» WHAT IS EXPECTED:
Please find each line in the records below that contains the string 'single' and copy those lines out. Matching is case-sensitive.

(Records from an annotation dataset)
** START **

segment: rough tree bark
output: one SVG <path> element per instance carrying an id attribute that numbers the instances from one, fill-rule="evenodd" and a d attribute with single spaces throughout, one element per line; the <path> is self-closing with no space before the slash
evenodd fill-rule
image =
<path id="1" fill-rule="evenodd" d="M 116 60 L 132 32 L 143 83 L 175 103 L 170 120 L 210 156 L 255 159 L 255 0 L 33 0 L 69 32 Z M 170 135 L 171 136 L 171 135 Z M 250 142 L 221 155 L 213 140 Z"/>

** END **

» ANSWER TO THE PROBLEM:
output: one SVG <path> element per instance carrying an id attribute that numbers the instances from one, fill-rule="evenodd" and a d attribute with single spaces throughout, one element per line; the <path> is self-closing with no space before the slash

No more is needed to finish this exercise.